_WRITTEN INSTRUCTION_. Rewrite the lines below as a numbered list, starting at the line containing "the duck head" and ending at the line containing "of the rippled", both included. Omit any blank lines.
= = =
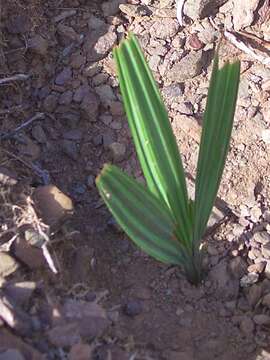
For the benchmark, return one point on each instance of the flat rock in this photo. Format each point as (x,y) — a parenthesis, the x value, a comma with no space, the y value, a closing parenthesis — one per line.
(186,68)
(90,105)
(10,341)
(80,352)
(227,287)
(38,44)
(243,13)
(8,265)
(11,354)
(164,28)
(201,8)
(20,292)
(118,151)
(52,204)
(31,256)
= = =
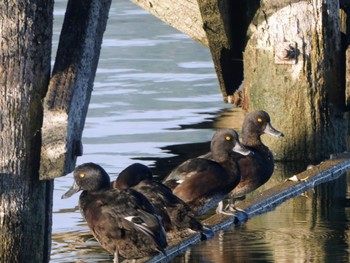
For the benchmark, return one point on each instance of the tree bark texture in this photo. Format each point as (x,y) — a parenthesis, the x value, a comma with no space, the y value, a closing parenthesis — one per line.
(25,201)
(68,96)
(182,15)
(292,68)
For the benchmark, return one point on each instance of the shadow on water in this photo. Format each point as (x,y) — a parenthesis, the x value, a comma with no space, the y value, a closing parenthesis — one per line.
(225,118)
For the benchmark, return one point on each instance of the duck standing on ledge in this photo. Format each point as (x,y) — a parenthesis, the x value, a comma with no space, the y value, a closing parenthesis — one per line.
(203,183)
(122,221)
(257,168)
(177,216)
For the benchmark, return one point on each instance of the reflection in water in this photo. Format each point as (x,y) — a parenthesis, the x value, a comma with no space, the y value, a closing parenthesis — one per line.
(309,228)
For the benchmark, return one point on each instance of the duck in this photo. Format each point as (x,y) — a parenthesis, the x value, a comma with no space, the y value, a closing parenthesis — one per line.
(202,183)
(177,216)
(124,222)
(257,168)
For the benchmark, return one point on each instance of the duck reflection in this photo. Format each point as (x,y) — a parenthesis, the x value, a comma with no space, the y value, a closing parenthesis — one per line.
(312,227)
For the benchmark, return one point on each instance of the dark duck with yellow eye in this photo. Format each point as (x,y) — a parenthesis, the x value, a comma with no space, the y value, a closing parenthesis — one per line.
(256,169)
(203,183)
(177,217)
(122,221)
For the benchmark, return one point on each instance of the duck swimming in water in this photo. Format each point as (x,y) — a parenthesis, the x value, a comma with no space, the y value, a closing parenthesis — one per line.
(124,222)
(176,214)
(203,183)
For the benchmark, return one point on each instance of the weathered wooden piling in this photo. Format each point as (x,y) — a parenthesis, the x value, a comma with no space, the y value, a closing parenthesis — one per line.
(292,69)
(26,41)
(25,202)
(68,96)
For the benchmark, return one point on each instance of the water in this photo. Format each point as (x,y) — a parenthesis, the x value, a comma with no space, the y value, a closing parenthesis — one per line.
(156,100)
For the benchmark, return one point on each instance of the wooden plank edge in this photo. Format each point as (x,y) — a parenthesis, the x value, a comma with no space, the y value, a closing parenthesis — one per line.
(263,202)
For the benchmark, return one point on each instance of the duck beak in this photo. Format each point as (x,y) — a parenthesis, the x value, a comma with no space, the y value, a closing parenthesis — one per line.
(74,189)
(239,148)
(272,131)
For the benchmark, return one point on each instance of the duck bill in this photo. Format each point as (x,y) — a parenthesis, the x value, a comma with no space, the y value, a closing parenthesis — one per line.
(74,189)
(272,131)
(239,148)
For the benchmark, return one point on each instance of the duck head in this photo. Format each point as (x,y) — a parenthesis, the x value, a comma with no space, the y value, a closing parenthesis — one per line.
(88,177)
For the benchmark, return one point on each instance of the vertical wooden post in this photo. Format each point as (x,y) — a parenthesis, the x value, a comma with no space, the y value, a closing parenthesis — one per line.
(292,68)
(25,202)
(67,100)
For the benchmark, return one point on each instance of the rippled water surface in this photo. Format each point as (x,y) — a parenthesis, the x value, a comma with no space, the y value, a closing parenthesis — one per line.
= = =
_WORKED ANSWER_.
1. For the benchmark, return one point on each instance of the duck head in this photo. Format each point as (x,y) — a parenthesis, the x value, a comma with no space, the y value, a closing parenthesis — one per line.
2. (88,177)
3. For the benchmark, return one point on each instance of the vertical wooden post in this photo. Format each point as (x,y) — a parenthesis, the x value, a comma with no space, the y value, a closing parenthesis — one per line.
4. (292,68)
5. (25,202)
6. (67,100)
7. For the benchmark, return one point on each instance of the rippled water surface in this photo. Format each point as (x,y) — a parenthesis, the x value, a comma with no space, the y value, a closing parenthesis — one per line.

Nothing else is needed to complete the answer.